+++ Source text

Oh Lyndsy... My heart goes out to you! I'm so so sorry!!


----------



## dragonsdawn (Jul 23, 2012)

Rest in peace little one you will be truly missed.


----------



## SammieMom (Nov 13, 2010)

Oh Lyndsy.:crying: I just feel awful about wee Albert. Please know you did all you could to try and make him well. I know you must be hurting, sending prayers to you dear..:wub2:. and a virtual hug.


----------



## yukki (Aug 22, 2007)

Rest in peace, little man!


----------



## CorkieYorkie (Apr 10, 2012)

:smcry: OMG no...  This is just heartbreaking... Lyndsy, I am so sorry for your loss, we all know how hard you both fought.. poor little Wee Albert, this is just awful  at least he is not in any more pain... run free, Albert :heart:


----------



## maggieh (Dec 16, 2007)

I'm so very sorry! May his sweet spirit run free at the Bridge!


----------



## Snowball Pie's Mommi (Oct 16, 2008)

++++++
+++ Provided records

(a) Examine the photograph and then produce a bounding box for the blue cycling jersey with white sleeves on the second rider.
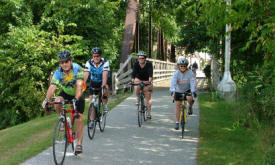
[84,58,110,83]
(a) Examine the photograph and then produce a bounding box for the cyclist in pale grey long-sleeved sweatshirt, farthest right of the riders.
[170,57,197,130]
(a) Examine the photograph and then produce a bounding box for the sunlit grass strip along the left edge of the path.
[0,93,130,165]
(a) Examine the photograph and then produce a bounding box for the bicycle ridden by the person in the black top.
[130,82,151,127]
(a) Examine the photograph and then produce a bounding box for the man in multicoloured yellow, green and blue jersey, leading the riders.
[42,50,85,154]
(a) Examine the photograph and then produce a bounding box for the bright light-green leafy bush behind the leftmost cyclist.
[0,26,85,128]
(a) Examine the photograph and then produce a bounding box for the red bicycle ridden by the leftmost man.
[45,99,79,165]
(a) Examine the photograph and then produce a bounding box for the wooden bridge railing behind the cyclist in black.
[112,55,176,95]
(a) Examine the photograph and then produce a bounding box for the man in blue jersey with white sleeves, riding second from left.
[84,47,110,127]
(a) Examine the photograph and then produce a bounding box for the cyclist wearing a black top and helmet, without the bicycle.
[132,51,153,119]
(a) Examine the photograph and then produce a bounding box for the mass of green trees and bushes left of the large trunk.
[0,0,127,129]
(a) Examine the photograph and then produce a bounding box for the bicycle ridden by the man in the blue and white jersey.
[87,87,107,140]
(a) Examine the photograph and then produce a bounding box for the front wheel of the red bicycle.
[53,118,68,165]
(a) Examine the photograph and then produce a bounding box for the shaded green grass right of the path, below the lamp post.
[198,94,275,165]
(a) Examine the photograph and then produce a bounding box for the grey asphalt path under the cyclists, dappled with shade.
[22,87,199,165]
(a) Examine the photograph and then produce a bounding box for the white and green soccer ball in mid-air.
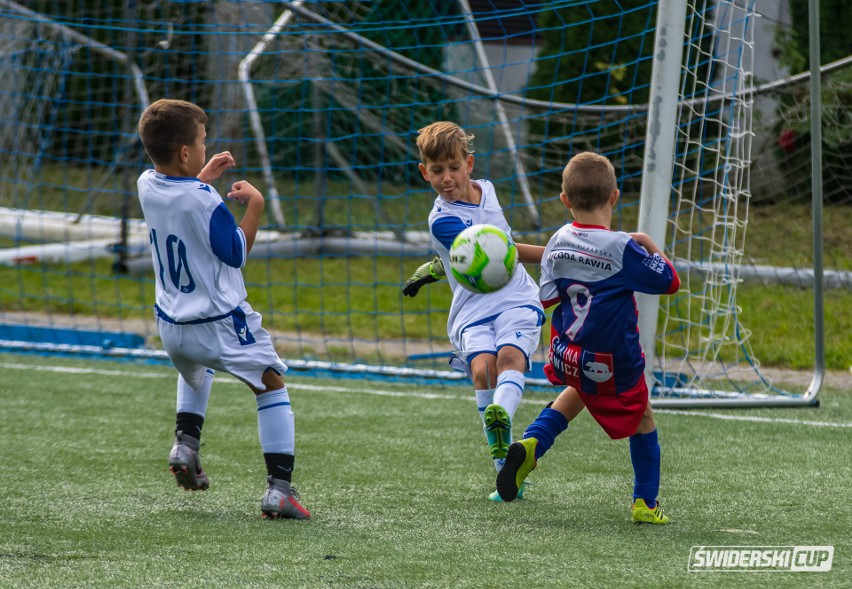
[450,225,518,294]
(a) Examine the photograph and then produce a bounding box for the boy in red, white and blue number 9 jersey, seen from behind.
[497,152,680,524]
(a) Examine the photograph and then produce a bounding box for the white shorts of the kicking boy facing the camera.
[450,307,544,375]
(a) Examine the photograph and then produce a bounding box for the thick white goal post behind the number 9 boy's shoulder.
[636,0,686,388]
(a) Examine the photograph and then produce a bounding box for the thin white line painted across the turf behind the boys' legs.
[6,362,852,428]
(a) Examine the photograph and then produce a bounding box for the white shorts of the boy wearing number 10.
[157,301,287,391]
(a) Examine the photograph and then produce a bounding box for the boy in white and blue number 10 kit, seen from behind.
[137,100,310,519]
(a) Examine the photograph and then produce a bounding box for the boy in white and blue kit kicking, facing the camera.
[417,122,544,501]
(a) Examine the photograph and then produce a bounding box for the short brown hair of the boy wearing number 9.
[562,151,618,211]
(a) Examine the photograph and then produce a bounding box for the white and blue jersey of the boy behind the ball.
[429,180,544,350]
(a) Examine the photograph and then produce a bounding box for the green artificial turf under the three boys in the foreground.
[0,355,852,588]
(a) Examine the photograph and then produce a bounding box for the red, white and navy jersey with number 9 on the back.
[540,223,680,394]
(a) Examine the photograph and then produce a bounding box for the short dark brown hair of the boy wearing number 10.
[139,98,207,164]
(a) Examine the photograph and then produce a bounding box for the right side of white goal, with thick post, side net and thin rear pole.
[637,0,825,407]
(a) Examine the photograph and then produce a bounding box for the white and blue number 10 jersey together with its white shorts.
[137,170,287,391]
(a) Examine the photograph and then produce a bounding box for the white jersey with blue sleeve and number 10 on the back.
[136,170,247,323]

++++++

> _Complete the following_:
- A) In the forum thread, what does maggieh hope his sweet spirit will do?
- B) Give the stretch of the forum thread from "Oh Lyndsy.:crying: I" through "(Aug 22, 2007)" again, switching "prayers" to "thoughts".

> _Solved problems_:
- A) Run free at the Bridge.

- B)
Oh Lyndsy.:crying: I just feel awful about wee Albert. Please know you did all you could to try and make him well. I know you must be hurting, sending thoughts to you dear..:wub2:. and a virtual hug.


----------



## yukki (Aug 22, 2007)